WORK REQUEST: Please write the next part of the sermon on sin and the fall of mankind, starting after its final paragraph.
━━ PASSAGE
Summary: God requires faith in his Son as the solution to the doubt with which our sin began.
The last time I preached, we learned four steps in resisting temptation by studying Satan’s attack on Eve: 1) believe that sin brings misery; 2) respect the power of the evil one; 3) recognize Satan’s devices; and 4) honor God’s truth. Unfortunately, as I often do, Adam and Eve did not resist; they fell into sin and away from glory.
Today’s topic is the next step. What is this thing called, “sin,” and why do we dwell on it so much? How can our world have such beauty and delights, yet never quite satisfy? Our text is Genesis 2.25-3.7, known as the “fall of mankind.”
[Read Genesis 2.25-3.7. Pray.]
The Ryan small group meets at the church building on Tuesday nights for dinner, fellowship, prayer, and the hope that more of our neighbors will smell the grill and join us. While I have barbecued chicken and bratwursts, some of the more industrious members of our group have weeded the flowerbeds. They worked hard and it shows—the area looks much better! Just last week, however, as we came in for church, Dave paused at a spot that, a few weeks earlier, he had completely cleaned, and said, “Look, the weeds have come back.” The weeds always come back, don’t they?
Maybe you remember dating your sweetheart, or even your wedding day. Some dream of that event as they grow up, a day full of hope and promise. But after the wedding comes the marriage, reality intrudes, and the promised bliss of true love dissolves before the hard reality of living with another person. There are weeds in the best marriages.
Even church reveals the same problems. To get a clergy hospital badge last week I had to find my ordination papers to prove I am really a minister. Searching for those reminded me of the promise of that day back in 1994. I was in God’s army now – working in Jesus’ church. How could it get any better? Quickly, however, competing agendas and conflicting expectations intruded on my fantasy and I found that church ministry grows weeds just as sure as church flowerbeds.
━━━━
━━ PROVIDED MATERIAL
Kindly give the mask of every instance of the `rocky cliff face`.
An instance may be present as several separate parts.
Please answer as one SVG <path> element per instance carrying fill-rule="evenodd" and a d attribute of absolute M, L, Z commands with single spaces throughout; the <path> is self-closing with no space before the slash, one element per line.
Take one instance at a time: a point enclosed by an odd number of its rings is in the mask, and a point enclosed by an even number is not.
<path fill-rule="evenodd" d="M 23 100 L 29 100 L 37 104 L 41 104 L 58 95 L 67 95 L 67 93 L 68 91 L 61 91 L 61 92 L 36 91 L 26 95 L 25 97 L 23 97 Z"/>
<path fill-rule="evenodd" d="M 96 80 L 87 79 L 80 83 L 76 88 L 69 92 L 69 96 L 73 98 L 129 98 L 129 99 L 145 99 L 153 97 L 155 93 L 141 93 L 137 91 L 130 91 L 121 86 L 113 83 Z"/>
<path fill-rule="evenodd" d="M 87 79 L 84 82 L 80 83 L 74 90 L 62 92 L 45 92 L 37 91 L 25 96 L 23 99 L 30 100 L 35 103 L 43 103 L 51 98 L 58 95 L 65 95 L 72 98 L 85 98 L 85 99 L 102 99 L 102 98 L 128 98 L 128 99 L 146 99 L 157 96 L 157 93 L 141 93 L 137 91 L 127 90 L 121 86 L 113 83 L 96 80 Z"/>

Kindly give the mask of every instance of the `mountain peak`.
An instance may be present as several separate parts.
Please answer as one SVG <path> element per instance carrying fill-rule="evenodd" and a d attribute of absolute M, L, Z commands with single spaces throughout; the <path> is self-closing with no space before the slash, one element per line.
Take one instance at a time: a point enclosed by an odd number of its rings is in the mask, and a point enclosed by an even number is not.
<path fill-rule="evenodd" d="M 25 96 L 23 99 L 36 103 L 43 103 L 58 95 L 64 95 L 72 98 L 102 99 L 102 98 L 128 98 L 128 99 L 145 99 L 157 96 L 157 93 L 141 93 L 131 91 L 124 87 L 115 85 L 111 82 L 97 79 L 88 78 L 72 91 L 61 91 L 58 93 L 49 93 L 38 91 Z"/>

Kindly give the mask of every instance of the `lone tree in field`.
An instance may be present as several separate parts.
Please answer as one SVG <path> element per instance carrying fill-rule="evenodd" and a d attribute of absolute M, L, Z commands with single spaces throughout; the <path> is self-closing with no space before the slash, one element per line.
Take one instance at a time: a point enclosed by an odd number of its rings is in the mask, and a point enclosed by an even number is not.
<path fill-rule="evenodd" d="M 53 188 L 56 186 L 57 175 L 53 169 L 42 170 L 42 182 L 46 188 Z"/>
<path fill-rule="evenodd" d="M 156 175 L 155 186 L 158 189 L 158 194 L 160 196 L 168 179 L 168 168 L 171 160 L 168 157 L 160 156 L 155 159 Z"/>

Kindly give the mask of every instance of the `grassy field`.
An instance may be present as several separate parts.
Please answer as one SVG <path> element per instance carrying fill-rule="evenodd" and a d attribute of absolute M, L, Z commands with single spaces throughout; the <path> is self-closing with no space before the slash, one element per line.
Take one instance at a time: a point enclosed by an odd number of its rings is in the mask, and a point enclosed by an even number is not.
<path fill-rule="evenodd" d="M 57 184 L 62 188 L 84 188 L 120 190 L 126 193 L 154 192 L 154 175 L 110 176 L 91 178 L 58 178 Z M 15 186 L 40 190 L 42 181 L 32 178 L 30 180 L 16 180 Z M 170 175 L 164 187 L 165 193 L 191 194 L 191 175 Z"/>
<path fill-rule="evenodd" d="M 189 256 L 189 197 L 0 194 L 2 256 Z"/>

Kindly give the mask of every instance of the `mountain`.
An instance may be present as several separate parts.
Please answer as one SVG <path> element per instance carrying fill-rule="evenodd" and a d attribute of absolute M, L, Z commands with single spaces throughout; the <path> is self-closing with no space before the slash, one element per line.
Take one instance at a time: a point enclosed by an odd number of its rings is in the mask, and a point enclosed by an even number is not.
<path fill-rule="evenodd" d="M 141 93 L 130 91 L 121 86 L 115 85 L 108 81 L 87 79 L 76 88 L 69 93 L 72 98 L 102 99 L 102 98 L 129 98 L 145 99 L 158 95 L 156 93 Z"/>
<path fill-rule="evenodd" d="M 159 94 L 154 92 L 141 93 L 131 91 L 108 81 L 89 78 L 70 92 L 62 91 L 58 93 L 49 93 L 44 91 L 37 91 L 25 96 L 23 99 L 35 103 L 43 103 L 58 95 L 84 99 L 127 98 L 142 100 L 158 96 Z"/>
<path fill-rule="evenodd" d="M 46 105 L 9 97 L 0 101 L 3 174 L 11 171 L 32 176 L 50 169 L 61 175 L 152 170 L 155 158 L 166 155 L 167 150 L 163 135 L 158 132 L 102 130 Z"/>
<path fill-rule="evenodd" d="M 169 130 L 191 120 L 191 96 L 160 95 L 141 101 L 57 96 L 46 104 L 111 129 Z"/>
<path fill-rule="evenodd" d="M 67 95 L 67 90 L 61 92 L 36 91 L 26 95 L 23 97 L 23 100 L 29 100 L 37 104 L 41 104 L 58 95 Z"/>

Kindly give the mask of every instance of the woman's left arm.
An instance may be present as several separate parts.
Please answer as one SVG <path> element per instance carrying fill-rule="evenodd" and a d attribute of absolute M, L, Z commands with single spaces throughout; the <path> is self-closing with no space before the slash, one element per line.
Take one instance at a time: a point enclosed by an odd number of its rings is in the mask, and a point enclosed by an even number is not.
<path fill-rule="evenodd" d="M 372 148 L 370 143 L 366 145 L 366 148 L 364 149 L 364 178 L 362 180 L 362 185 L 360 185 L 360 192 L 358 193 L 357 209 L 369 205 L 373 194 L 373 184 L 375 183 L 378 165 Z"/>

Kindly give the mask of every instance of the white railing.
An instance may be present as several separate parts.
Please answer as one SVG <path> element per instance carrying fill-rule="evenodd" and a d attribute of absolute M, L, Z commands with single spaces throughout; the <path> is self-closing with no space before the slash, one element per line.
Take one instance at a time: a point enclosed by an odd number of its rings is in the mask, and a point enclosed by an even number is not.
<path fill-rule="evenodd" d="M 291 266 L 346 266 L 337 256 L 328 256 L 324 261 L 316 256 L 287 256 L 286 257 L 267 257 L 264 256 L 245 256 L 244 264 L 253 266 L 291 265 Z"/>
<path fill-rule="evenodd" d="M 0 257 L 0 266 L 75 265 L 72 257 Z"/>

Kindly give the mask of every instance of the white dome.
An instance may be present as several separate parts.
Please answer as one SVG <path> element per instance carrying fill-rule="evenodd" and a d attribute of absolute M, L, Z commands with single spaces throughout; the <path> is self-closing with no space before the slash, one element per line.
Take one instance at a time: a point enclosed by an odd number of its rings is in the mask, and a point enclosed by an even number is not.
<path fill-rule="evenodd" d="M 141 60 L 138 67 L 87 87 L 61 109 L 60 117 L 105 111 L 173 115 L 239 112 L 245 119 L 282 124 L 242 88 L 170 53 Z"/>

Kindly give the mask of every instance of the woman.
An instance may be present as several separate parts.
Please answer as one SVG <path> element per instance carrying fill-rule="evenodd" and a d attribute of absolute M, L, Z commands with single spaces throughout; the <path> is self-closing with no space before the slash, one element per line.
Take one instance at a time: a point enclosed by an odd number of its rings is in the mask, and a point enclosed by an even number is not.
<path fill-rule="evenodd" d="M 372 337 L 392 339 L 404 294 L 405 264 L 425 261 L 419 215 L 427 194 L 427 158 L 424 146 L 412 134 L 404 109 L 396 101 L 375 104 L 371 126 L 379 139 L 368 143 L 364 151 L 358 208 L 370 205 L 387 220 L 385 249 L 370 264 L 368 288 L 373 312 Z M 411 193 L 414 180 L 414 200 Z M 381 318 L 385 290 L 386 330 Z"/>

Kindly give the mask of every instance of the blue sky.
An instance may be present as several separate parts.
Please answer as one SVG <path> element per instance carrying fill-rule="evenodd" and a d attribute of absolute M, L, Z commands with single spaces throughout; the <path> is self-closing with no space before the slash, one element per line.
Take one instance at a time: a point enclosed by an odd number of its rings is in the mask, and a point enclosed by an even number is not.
━━━━
ANSWER SECTION:
At times life offers such beauty and blessing that we imagine ourselves nearing heaven. But we never arrive, do we? Like the scent from a favorite candle, it seems that you could hold it and enjoy it forever, but it dissipates.
Why does the world show us so many “shadows” of delight, yet never give them full substance? Is it a cosmic trick? Is this nature’s way of getting even with those at the top of the food chain? Does fate allow only a certain amount of joy before slapping you with a measure of suffering?
When I was in my teens, the sitcom All in the Family was popular. It highlighted conflicts between archconservative, Archie Bunker, and his archliberal brother-in-law, Mike Stivic. I rarely watched the show because I did not enjoy the arguing and insults. But the writers often captured the issues of the times. One episode has Archie arguing with Mike (an atheist) about religion. Archie wants his grandson (Mike’s son Joey) baptized, but Mike will have none of it. Their arguments progress to the point where Mike says, “Tell me this, Archie, if there is a God, why is the world in such a mess?”